TO BE DONE >> Update the records from the line with "For every instance of the potted" through the end of the records by changing "SHOULD" to "MUST", and return only those lines with nothing else altered.

— start ENTRIES PROVIDED —

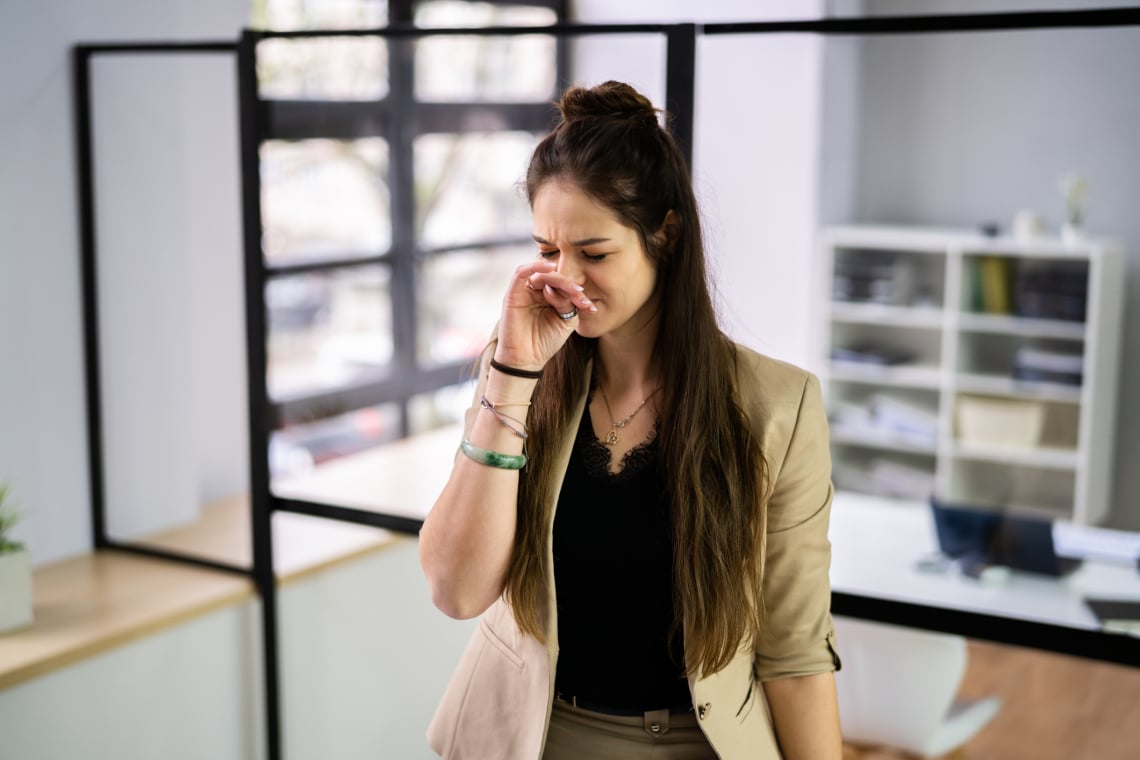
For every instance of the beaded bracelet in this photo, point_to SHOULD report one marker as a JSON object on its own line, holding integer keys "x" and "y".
{"x": 514, "y": 372}
{"x": 520, "y": 432}
{"x": 493, "y": 458}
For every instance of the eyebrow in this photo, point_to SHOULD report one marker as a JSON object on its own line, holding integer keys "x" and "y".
{"x": 577, "y": 244}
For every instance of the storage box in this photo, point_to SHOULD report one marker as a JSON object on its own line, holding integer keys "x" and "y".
{"x": 1002, "y": 422}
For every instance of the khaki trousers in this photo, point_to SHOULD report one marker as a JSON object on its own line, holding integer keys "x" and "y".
{"x": 577, "y": 734}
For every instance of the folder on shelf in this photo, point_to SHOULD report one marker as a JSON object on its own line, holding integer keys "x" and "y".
{"x": 995, "y": 285}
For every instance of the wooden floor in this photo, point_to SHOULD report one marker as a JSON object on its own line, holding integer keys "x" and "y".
{"x": 1055, "y": 708}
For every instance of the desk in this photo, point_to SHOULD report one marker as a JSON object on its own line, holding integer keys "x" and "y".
{"x": 874, "y": 547}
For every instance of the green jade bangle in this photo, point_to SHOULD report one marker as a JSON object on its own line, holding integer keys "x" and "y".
{"x": 493, "y": 458}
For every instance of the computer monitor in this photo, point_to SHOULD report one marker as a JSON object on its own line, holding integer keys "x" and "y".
{"x": 999, "y": 538}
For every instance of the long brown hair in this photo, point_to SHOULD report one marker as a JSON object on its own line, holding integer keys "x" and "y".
{"x": 610, "y": 144}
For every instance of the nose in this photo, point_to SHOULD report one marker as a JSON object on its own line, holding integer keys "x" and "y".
{"x": 570, "y": 268}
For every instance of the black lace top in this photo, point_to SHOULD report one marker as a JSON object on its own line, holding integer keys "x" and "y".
{"x": 613, "y": 574}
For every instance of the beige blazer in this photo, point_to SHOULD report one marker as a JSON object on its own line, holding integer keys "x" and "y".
{"x": 497, "y": 705}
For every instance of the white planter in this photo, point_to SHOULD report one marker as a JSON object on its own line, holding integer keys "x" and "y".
{"x": 15, "y": 590}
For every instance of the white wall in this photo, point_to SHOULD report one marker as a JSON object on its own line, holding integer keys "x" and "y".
{"x": 42, "y": 410}
{"x": 960, "y": 129}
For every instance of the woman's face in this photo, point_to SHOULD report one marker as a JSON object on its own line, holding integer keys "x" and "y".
{"x": 596, "y": 251}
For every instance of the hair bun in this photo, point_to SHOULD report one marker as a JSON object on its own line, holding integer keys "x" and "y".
{"x": 608, "y": 100}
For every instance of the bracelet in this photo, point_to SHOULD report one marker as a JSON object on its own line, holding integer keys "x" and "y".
{"x": 493, "y": 458}
{"x": 520, "y": 432}
{"x": 514, "y": 372}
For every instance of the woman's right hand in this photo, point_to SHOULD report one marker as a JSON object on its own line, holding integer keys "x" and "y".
{"x": 530, "y": 329}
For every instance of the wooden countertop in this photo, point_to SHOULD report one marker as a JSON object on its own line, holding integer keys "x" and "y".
{"x": 90, "y": 604}
{"x": 94, "y": 603}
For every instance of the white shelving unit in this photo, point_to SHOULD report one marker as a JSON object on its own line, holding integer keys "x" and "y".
{"x": 925, "y": 325}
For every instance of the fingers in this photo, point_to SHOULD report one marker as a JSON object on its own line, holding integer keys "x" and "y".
{"x": 561, "y": 293}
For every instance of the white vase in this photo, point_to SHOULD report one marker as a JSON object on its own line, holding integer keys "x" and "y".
{"x": 15, "y": 590}
{"x": 1072, "y": 234}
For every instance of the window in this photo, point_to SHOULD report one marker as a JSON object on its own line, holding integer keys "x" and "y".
{"x": 391, "y": 205}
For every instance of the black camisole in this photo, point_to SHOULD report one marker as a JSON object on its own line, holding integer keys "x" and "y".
{"x": 613, "y": 575}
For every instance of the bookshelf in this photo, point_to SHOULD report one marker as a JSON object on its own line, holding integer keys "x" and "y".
{"x": 980, "y": 368}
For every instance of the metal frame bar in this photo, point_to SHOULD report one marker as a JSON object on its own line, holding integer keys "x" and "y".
{"x": 681, "y": 68}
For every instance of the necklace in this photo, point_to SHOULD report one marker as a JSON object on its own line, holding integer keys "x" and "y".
{"x": 612, "y": 436}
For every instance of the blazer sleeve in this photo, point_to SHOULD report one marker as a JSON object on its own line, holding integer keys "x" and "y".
{"x": 798, "y": 636}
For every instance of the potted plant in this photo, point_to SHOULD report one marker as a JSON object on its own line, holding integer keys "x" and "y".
{"x": 15, "y": 570}
{"x": 1074, "y": 188}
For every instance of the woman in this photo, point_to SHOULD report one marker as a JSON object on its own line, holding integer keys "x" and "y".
{"x": 640, "y": 506}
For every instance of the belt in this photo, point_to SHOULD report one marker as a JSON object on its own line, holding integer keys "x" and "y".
{"x": 626, "y": 712}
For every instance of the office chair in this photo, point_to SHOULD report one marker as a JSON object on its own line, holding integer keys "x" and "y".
{"x": 897, "y": 691}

— end ENTRIES PROVIDED —

COMPLETE OUTPUT >>
For every instance of the potted plant in this photo, point_to MUST report one marker as a JSON object on its own line, holding integer keys "x" and "y".
{"x": 15, "y": 570}
{"x": 1074, "y": 188}
For every instance of the woman in this photo, point_to MUST report one marker as a JSON object on its own line, holding integer keys "x" and "y".
{"x": 640, "y": 506}
For every instance of the belt in this photo, point_to MUST report one marker as a JSON object on its own line, holding integer keys "x" and "y".
{"x": 626, "y": 712}
For every instance of the office chair in this photo, point_to MUST report one marker as a JSON object on its own line, holding integer keys "x" and "y".
{"x": 897, "y": 691}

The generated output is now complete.